== Page

# tracking collars



## overunder (Mar 9, 2009)

I'm looking for a tracking collar for my new beagle. I hear too many terrible stories about guys losing their hounds. It seems worth the investment. However, the info is so blurry. Some for $900 and some for $150. Is the only difference that the expensive ones track multiple hounds and have a tree switch. What gives? Thanks to whoever pointed me in the right direction of Early Autumn Kennels. Chuck's been great and I should be getting my patch bred real soon.


----------



## Jumpshootin' (Jul 6, 2000)

I bought a Wildlife Materiels TRX-3 (The Beagler), three dog system 16 years ago and still use it. It's rather primitive compared to what is on the market today, but can still track them out to 10 miles here in Iowa. 
Back in Michigan it's range was anywhere from 2-5 miles.


----------



## steve w (Feb 15, 2004)

https://buy.garmin.com/shop/shop.do?cID=209&pID=8576#mapTab If I did not have a tracking system this is what I would buy. It is just so practicle, it finds your dog then gets you back to your truck. It has all the features of a better GPS.Check out the video under the BUZZ on the link above.You'll need to click on the dog after it loads


----------



## predatordave (Feb 24, 2003)

Oh man, those patch guys will get you addicted. They got me. Congrats on your new addition. Anyways to your question. I think the collars out there are pretty comparable for range and durability. I own a marshall collar a wildlife collar and use a tracker receiver. I like the marshall collar since it is light weight and fits the beagle good and it uses aa batteries which I can change myself and can find anywhere. But the aa batteries don't have the life I wish they had. I go through a lot a year. My wildlife collar is a little big for a beagle but it also has a changeble battery. It uses some odd size that sometimes radioshack will carry or you can get from the dog suppliers but they last for app. 2000 hours. I like that. Wildlife materials makes a smaller beagle collar I am going to check out. 
I feel tracker, wildlife materials, marshall are pretty good receivers as I have used them all. All I know is do not buy the innotek system I have heard nothing good about them. They are cheap for a reason. If you have a buddy you are going to run with who has a tracking system I would suggest you get collars that fit his frequency but not the same exact decimal numbers. 
The gps systems seem great but they won't replace my telemtry yet. 
Check out some of the manufacturers websites. You can't go wrong with anything wildlife materials. And keep your eyes open for used deals as I have noticed some guys selling stuff to but gps. Don't buy used unless you see it work. 

Later, dave


----------



## overunder (Mar 9, 2009)

Does any one have the the Garmin Astro?


----------



## steve w (Feb 15, 2004)

====

• **Problem set**:
(A) In the tracking collars thread, about how long do the batteries in predatordave's wildlife collar last?
(B) Please sum up the tracking collars thread in two sentences.
(C) Extend the tracking collars thread by writing the post that follows the final steve w header.

== Data extract

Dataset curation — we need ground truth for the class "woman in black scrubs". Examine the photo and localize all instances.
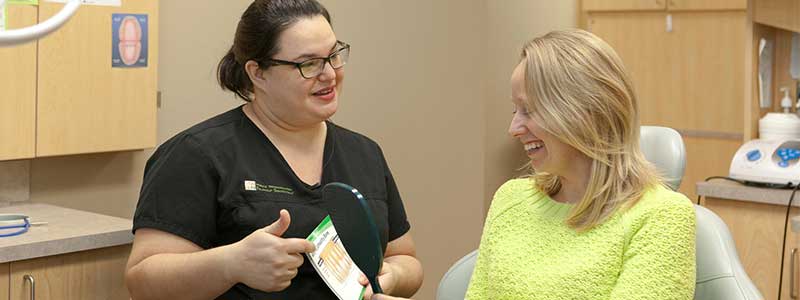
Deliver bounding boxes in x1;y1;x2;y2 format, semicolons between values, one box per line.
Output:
126;0;422;300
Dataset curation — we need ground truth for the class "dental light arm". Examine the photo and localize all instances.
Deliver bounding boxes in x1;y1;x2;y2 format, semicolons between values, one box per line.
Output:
0;0;81;47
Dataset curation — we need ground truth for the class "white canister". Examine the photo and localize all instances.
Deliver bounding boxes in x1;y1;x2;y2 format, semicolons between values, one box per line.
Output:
758;113;800;140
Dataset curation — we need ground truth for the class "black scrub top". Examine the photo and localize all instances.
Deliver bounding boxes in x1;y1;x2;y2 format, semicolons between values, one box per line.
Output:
133;106;410;300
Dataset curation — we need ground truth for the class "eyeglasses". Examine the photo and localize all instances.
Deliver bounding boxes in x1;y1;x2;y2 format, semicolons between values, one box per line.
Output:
266;41;350;79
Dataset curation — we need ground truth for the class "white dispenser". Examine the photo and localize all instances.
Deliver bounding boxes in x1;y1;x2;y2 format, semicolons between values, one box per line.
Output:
758;87;800;140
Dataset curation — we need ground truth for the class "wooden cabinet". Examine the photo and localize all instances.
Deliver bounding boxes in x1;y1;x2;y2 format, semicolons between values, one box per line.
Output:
703;198;800;300
582;0;749;197
0;0;159;160
581;0;667;11
666;0;747;11
7;245;130;300
0;5;38;160
581;0;752;12
0;264;10;300
753;0;800;32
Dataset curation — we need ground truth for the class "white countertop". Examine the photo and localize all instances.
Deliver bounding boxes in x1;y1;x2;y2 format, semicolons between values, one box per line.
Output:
0;202;133;263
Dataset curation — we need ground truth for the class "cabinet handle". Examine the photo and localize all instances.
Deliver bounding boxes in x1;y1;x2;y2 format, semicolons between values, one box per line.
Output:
789;248;797;299
22;274;35;300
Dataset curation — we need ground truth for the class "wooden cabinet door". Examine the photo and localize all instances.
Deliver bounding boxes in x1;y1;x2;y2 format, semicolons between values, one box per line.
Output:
666;0;747;11
753;0;800;32
664;11;747;134
36;0;159;156
588;12;746;134
0;5;39;160
587;12;685;129
703;198;800;300
10;245;130;300
581;0;667;11
587;11;746;198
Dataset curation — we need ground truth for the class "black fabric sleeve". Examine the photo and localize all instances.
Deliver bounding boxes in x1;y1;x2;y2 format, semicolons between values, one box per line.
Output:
133;134;219;249
378;146;411;242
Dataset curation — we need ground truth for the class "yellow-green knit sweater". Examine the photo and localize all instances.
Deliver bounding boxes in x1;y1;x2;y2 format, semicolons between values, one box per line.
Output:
467;179;695;300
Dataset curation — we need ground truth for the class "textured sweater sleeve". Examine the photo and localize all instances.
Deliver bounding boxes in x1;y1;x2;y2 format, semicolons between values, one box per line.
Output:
465;180;519;300
611;197;695;300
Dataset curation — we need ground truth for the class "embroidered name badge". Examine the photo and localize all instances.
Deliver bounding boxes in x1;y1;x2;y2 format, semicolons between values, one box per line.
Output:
244;180;294;195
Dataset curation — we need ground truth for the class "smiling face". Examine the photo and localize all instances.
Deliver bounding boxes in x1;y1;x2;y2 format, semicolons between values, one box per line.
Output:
253;15;344;127
508;60;588;177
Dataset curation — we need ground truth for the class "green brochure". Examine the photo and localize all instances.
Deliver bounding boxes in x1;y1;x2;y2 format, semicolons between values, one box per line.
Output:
306;216;366;300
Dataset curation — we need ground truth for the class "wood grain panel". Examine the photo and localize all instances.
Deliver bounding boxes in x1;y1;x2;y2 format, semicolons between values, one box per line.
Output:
36;0;159;156
581;0;667;11
654;11;746;133
0;5;39;160
0;264;11;299
667;0;747;11
588;11;746;134
703;198;800;300
10;245;130;300
753;0;800;32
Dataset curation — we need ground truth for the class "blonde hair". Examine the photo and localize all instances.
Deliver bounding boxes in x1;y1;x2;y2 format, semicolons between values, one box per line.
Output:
522;29;662;231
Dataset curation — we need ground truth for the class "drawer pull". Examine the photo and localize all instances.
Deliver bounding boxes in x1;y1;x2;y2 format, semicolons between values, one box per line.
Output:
22;275;36;300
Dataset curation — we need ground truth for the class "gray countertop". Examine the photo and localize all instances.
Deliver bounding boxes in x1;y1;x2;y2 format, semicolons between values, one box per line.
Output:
0;202;133;263
697;179;800;232
697;179;800;207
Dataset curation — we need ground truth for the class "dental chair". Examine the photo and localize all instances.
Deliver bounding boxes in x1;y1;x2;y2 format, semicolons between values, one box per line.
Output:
436;126;763;300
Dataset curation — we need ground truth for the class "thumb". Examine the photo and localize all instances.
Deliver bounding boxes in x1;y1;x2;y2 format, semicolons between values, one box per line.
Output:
264;209;292;236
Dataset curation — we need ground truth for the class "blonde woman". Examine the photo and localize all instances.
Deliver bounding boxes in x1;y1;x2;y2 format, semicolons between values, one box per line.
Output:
467;30;695;300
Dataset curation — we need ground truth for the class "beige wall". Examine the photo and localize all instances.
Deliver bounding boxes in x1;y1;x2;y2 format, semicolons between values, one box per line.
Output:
484;0;578;208
26;0;575;299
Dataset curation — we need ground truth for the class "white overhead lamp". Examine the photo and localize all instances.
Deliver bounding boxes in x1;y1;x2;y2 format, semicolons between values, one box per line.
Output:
0;0;81;47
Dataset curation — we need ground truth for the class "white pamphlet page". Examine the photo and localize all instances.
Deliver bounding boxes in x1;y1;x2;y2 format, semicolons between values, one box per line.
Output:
306;216;366;300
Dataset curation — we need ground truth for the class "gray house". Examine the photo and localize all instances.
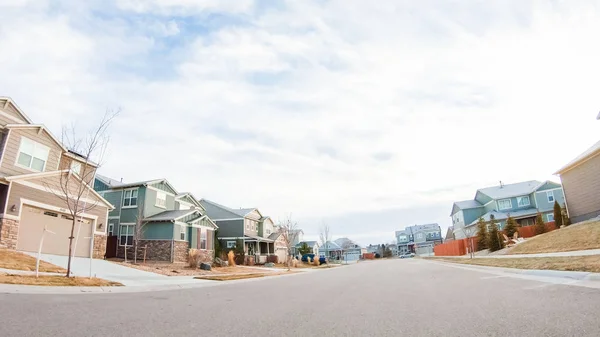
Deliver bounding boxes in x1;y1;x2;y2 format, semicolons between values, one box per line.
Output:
200;199;278;263
450;180;565;239
396;223;442;255
556;141;600;223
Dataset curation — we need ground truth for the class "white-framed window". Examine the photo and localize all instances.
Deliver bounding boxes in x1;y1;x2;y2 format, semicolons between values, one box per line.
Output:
498;199;512;210
517;195;531;207
179;226;187;241
119;224;135;246
71;160;81;174
155;192;167;208
546;191;554;204
200;228;207;249
123;188;138;207
16;137;50;172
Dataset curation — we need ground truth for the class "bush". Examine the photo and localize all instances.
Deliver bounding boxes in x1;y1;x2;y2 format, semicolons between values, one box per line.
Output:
188;248;200;268
534;212;546;235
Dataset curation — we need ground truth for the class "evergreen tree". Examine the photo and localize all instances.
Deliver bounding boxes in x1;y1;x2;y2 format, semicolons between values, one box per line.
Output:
488;215;504;252
534;212;546;235
554;200;563;228
504;215;518;238
477;218;489;250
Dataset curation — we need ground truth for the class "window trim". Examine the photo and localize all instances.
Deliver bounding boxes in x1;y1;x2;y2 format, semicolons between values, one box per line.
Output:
121;187;140;208
14;136;51;172
498;198;510;211
511;195;531;208
154;192;167;209
546;190;556;204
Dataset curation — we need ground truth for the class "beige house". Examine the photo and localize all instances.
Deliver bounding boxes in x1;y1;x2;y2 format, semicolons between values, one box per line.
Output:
555;141;600;223
0;97;113;258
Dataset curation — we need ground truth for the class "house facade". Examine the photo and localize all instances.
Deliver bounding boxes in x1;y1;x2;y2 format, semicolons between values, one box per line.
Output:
396;223;442;255
555;141;600;223
0;97;113;258
450;180;565;239
94;175;217;262
200;199;278;263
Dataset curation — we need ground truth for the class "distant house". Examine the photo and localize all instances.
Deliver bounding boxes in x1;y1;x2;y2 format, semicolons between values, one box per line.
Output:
450;180;565;239
556;141;600;223
396;223;442;255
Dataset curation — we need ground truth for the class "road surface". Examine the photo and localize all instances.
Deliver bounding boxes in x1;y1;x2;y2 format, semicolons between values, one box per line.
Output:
0;259;600;337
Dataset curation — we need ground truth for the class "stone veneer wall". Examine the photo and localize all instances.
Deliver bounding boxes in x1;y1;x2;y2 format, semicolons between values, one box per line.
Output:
93;235;106;259
0;218;19;249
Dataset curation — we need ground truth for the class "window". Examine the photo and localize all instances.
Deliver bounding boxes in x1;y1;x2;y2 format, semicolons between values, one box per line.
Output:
71;160;81;174
498;199;512;210
517;195;531;207
119;225;135;246
156;192;167;208
546;191;554;204
17;137;50;172
123;189;137;207
179;226;187;241
200;228;206;249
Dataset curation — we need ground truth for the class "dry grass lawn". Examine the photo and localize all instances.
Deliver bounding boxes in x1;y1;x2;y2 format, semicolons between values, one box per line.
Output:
507;221;600;255
0;249;67;273
0;273;122;287
428;255;600;273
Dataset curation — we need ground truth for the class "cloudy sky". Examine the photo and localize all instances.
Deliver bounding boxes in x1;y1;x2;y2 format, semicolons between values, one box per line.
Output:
0;0;600;244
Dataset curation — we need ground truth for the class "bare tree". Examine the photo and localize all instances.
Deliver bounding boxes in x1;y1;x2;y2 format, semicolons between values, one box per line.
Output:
278;214;299;270
319;223;331;261
44;110;119;277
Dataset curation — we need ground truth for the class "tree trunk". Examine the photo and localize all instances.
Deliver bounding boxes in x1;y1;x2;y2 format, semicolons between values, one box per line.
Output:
67;216;75;277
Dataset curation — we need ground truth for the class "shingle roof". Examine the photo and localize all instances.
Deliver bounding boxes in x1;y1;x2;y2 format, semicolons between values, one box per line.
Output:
144;209;200;221
477;180;542;200
555;141;600;174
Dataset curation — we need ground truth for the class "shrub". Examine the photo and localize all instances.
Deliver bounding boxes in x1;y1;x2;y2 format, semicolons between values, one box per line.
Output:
477;218;489;250
534;212;546;235
188;248;200;268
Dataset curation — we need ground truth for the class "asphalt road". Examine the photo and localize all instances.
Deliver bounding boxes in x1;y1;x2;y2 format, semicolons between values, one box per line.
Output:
0;259;600;337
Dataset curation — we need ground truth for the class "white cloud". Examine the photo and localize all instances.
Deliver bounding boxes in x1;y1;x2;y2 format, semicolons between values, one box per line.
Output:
0;1;600;240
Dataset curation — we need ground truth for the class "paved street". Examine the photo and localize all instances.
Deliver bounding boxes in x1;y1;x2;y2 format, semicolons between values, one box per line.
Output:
0;259;600;337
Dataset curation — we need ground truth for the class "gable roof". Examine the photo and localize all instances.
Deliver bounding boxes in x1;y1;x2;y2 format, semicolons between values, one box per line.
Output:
477;180;543;200
554;141;600;174
0;96;33;124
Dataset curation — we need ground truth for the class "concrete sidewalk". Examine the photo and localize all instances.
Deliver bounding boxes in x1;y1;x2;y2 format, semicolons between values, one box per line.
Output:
462;249;600;259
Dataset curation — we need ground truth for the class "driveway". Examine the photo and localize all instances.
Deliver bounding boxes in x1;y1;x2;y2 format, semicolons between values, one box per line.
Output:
0;259;600;337
25;253;206;286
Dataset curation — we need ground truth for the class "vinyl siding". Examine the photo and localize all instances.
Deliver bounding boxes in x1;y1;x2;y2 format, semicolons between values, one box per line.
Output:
0;129;62;176
6;177;107;230
142;222;173;240
560;155;600;222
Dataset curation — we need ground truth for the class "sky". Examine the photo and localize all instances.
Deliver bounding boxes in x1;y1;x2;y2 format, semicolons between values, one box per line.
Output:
0;0;600;245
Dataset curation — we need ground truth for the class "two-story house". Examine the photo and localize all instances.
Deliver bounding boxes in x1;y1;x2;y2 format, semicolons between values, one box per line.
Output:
94;175;217;262
200;199;278;263
0;97;112;257
450;180;565;239
396;223;442;255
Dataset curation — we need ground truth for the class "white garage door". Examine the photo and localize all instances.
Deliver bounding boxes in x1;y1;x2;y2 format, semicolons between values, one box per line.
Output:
17;205;93;257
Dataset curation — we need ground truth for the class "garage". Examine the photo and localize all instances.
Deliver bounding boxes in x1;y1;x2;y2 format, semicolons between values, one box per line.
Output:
17;205;93;257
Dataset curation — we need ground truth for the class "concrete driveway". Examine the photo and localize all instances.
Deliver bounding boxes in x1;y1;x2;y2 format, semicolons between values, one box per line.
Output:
25;252;206;286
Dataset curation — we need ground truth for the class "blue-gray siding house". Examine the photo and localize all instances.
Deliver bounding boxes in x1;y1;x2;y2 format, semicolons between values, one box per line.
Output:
450;180;565;239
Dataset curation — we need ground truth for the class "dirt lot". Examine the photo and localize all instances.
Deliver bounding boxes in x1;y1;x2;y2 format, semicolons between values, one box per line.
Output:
428;255;600;273
0;249;67;273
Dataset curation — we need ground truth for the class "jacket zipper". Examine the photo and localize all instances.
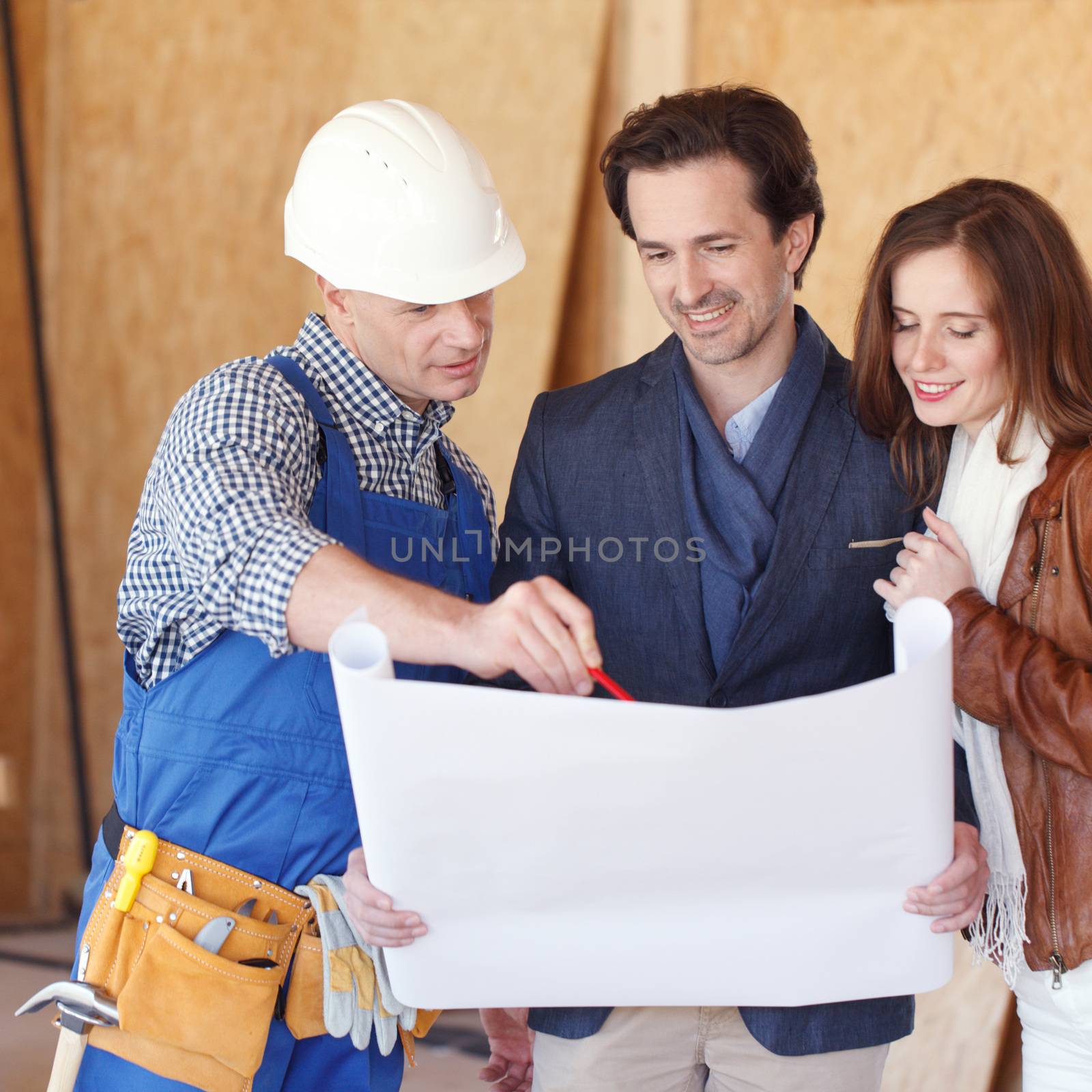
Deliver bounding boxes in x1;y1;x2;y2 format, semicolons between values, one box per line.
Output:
1029;520;1069;990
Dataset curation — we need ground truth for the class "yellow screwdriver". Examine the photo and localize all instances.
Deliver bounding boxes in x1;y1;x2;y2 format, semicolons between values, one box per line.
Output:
113;830;160;914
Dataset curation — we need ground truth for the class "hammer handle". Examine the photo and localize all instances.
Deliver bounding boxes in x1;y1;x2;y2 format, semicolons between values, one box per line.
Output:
46;1028;87;1092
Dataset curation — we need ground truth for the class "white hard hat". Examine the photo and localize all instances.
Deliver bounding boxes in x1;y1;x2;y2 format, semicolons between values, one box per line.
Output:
284;98;526;304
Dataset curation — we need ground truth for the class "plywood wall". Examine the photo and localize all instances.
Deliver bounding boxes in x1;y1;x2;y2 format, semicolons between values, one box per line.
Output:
693;0;1092;353
0;0;56;916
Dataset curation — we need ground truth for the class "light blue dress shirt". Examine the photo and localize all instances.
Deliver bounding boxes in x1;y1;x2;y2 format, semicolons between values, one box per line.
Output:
724;375;785;463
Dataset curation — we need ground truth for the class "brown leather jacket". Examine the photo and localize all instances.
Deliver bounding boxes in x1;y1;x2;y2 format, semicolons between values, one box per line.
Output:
948;449;1092;973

====

• **Expected results**:
(A) About 2000 hours.

(B) A new beagle owner asks why tracking collars range from $150 to $900, and replies describe a Wildlife Materials system still in use after 16 years, recommend a Garmin GPS unit, and compare Marshall, Wildlife Materials, and Tracker gear. One reply warns against the Innotek system and against buying used equipment without seeing it work, and the original poster then asks whether anyone owns the Garmin Astro.

(C)
I just read predotordave's post and realized I did a pretty good job of selling Garmin and a not so good job of answering overunder's question.The big spread in price can be attributed to one thing,convienance.As you say they all do pretty good job of pointing you in the right direction but it's what you have to do before that happens is the key. Is the unit so bulky it's back in the truck when you need it? That is going to be anything with a yagi antennea.The TRACKER is the most portable and almost the most expensive, I believe Marshall beats it. Next question would be how do you tune in your collar? Digitally or turn the nob till you find it,the latter being subject to user error when you'll need it the most.The next thing I'd look at is as already mentioned battery type, do you want to service the unit as needed or send it in for a battery? if you choose the DIY route you'll lose battery life, if you go with the manufactures and rechargables you should gain. Now this applies to the collars but not always the recievers. A user replacable dead reciever battery does not have to mean a lost dog as it is in your hands unlike a collar that is on the dog.And last is going to be size bigger collar bigger battery bigger signal, sounds great huh? Problem is you strap it on and like above feel it's to big and in some cases could be.One other thing that will effect price is how many collars will you want to track at the same time, you running a pack of 10 or 1? How about the future? I use a TRACKER MAXIMA 10/1000 with Johnson Ultra Lite collars,the 2000hr ones. I have the 4000hr too, but there big on a smaller dog, as is TRACKERS strike collar. I still stand buy what I have said above, I feel the Garmin offers to much at the price to not consider it. The accuracy is perfect the learning curve nill about the biggest drawback is range and battery life but both can be worked with. Thier collars are on the large size also,I would not hesitate to strap them on my beagles though.One other thing comes to mind, there is a lot of good reading on tracking systems at www.gundogsupply.com


----------



## steve w (Feb 15, 2004)

http://www.michigan-sportsman.com/forum/showthread.php?t=275541&highlight=astro&page=1 There is more than this, use the search function in the upland forum.


----------



## predatordave (Feb 24, 2003)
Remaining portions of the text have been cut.